[Given data — start]

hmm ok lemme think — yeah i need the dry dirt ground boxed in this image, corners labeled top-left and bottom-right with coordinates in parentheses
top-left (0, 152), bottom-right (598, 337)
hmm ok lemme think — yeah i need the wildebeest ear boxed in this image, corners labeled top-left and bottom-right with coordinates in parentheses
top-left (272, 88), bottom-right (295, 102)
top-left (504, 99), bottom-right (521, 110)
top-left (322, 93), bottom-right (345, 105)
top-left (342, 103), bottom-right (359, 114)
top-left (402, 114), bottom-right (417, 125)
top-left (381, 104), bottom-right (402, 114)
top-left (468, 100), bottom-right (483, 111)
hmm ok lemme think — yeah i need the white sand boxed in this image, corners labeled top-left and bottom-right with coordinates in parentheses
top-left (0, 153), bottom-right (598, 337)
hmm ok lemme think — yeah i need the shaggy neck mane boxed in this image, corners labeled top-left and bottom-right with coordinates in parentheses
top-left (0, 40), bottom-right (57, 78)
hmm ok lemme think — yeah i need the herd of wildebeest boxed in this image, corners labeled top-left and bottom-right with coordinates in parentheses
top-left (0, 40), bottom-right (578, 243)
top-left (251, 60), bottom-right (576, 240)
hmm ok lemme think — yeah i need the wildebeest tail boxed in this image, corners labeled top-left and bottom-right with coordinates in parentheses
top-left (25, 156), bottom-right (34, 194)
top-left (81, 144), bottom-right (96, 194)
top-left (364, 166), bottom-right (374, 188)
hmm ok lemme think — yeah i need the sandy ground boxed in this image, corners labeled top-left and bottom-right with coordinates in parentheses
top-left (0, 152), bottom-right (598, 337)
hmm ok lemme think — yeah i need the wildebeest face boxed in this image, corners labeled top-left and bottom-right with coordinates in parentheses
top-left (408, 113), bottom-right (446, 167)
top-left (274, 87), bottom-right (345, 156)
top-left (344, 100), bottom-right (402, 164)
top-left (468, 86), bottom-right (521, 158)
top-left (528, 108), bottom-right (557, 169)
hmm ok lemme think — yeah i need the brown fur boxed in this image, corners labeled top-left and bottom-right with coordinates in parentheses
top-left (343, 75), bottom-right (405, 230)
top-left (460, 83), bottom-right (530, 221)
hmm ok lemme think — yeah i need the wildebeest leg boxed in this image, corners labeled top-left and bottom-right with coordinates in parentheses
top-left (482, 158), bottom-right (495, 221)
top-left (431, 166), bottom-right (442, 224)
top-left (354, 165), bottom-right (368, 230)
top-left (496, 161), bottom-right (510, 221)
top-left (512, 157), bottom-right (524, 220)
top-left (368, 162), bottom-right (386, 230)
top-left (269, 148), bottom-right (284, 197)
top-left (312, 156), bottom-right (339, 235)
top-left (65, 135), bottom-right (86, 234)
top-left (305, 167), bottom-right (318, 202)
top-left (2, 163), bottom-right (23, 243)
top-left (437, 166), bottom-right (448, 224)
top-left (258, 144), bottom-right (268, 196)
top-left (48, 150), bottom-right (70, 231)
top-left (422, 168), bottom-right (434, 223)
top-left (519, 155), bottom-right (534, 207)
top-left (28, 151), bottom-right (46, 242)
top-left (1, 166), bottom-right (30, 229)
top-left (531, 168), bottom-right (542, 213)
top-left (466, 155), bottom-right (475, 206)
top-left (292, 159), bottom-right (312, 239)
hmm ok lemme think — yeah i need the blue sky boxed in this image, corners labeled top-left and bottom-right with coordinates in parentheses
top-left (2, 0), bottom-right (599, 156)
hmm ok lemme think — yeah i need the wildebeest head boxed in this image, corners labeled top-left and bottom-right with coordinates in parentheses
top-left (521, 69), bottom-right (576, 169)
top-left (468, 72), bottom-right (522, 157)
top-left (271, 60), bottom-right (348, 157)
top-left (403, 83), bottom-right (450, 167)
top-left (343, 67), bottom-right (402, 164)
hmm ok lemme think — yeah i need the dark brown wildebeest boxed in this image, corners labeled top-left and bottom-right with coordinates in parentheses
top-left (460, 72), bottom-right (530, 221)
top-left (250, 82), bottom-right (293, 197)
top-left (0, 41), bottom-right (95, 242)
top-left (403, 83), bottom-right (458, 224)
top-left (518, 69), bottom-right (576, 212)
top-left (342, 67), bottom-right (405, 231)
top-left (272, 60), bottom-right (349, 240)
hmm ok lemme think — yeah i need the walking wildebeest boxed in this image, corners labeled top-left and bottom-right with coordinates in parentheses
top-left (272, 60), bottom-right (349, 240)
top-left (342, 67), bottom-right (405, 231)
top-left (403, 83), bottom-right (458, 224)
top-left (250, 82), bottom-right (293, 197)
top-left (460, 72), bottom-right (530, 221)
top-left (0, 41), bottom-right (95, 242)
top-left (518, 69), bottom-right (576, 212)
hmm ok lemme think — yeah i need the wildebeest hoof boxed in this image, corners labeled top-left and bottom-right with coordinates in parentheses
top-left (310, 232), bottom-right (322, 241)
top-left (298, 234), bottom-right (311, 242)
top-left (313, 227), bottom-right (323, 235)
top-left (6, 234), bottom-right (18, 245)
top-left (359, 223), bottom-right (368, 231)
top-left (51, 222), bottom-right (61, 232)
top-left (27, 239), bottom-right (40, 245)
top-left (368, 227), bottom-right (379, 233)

[Given data — finish]

- **Assigned task**
All entries must be repeated exactly.

- **Exercise solution**
hmm ok lemme think — yeah i need the dry dirt ground boxed in this image, corners labeled top-left and bottom-right with coordinates in parentheses
top-left (0, 152), bottom-right (598, 337)
hmm ok lemme think — yeah i need the wildebeest ear boxed in this image, corners labeled top-left and bottom-right with coordinates in parentheses
top-left (272, 88), bottom-right (295, 102)
top-left (504, 99), bottom-right (521, 110)
top-left (322, 93), bottom-right (345, 105)
top-left (342, 103), bottom-right (359, 114)
top-left (402, 114), bottom-right (417, 125)
top-left (381, 104), bottom-right (402, 114)
top-left (468, 100), bottom-right (483, 111)
hmm ok lemme think — yeah i need the white sand boxed in this image, corners labeled top-left and bottom-right with coordinates in parentheses
top-left (0, 153), bottom-right (598, 337)
hmm ok lemme think — yeah i need the shaggy neck mane boxed in this image, corners labeled top-left and bottom-right with coordinates in parentheses
top-left (0, 40), bottom-right (57, 78)
hmm ok lemme think — yeah i need the herd of wildebeest boxed in this image, corners labeled top-left and bottom-right with coordinates in parentheses
top-left (0, 40), bottom-right (578, 243)
top-left (251, 60), bottom-right (576, 240)
hmm ok lemme think — yeah i need the wildebeest tail boxed in this image, corners labeled top-left and bottom-right with coordinates in parentheses
top-left (25, 156), bottom-right (34, 194)
top-left (81, 144), bottom-right (96, 194)
top-left (364, 166), bottom-right (374, 188)
hmm ok lemme think — yeah i need the sandy ground boxed in this image, corners labeled top-left and bottom-right with coordinates in parentheses
top-left (0, 152), bottom-right (598, 337)
hmm ok lemme think — yeah i need the wildebeest face boxed in this image, corners labeled top-left and bottom-right with coordinates in parentheses
top-left (408, 113), bottom-right (446, 167)
top-left (274, 87), bottom-right (345, 156)
top-left (344, 100), bottom-right (402, 164)
top-left (468, 86), bottom-right (521, 158)
top-left (528, 108), bottom-right (557, 169)
hmm ok lemme think — yeah i need the brown fur boxed in this image, corners labeled top-left and bottom-right with coordinates in parentheses
top-left (343, 75), bottom-right (405, 230)
top-left (460, 83), bottom-right (530, 221)
hmm ok lemme think — yeah i need the wildebeest leg boxed in this image, corners labeled top-left and bottom-right with coordinates in parentheses
top-left (482, 158), bottom-right (495, 221)
top-left (431, 166), bottom-right (442, 224)
top-left (354, 165), bottom-right (368, 230)
top-left (496, 161), bottom-right (510, 221)
top-left (512, 157), bottom-right (524, 220)
top-left (368, 162), bottom-right (386, 230)
top-left (269, 148), bottom-right (284, 197)
top-left (312, 156), bottom-right (339, 235)
top-left (65, 135), bottom-right (86, 234)
top-left (305, 167), bottom-right (318, 202)
top-left (2, 163), bottom-right (23, 243)
top-left (437, 166), bottom-right (448, 224)
top-left (258, 144), bottom-right (268, 196)
top-left (48, 150), bottom-right (70, 231)
top-left (422, 168), bottom-right (434, 223)
top-left (519, 155), bottom-right (534, 207)
top-left (28, 151), bottom-right (46, 242)
top-left (1, 166), bottom-right (30, 229)
top-left (531, 168), bottom-right (542, 213)
top-left (466, 155), bottom-right (475, 206)
top-left (292, 159), bottom-right (312, 239)
hmm ok lemme think — yeah i need the blue sky boxed in this image, corners labeled top-left and bottom-right with coordinates in parentheses
top-left (2, 0), bottom-right (599, 156)
hmm ok lemme think — yeah i need the wildebeest head boxed in this image, corners labeled top-left and bottom-right with coordinates in parentheses
top-left (521, 69), bottom-right (576, 169)
top-left (468, 72), bottom-right (522, 157)
top-left (271, 60), bottom-right (348, 157)
top-left (403, 83), bottom-right (450, 167)
top-left (343, 67), bottom-right (402, 164)
hmm ok lemme think — yeah i need the dark brown wildebeest boxed in this image, corners labeled top-left and bottom-right with coordinates in parentheses
top-left (460, 72), bottom-right (530, 221)
top-left (250, 82), bottom-right (293, 197)
top-left (0, 41), bottom-right (95, 242)
top-left (403, 83), bottom-right (458, 224)
top-left (518, 69), bottom-right (576, 212)
top-left (342, 67), bottom-right (405, 231)
top-left (272, 60), bottom-right (349, 240)
hmm ok lemme think — yeah i need the walking wildebeest boxed in this image, corners labeled top-left and bottom-right with coordinates in parentheses
top-left (272, 60), bottom-right (349, 240)
top-left (342, 67), bottom-right (405, 231)
top-left (403, 83), bottom-right (458, 224)
top-left (250, 82), bottom-right (293, 197)
top-left (460, 72), bottom-right (530, 221)
top-left (0, 41), bottom-right (95, 242)
top-left (518, 69), bottom-right (576, 212)
hmm ok lemme think — yeah i need the wildebeest hoof boxed in this image, corners labeled top-left and bottom-right with coordinates in parentheses
top-left (310, 232), bottom-right (322, 241)
top-left (298, 234), bottom-right (311, 242)
top-left (313, 227), bottom-right (323, 235)
top-left (6, 234), bottom-right (18, 245)
top-left (359, 223), bottom-right (368, 231)
top-left (51, 222), bottom-right (61, 232)
top-left (27, 239), bottom-right (40, 245)
top-left (368, 227), bottom-right (379, 233)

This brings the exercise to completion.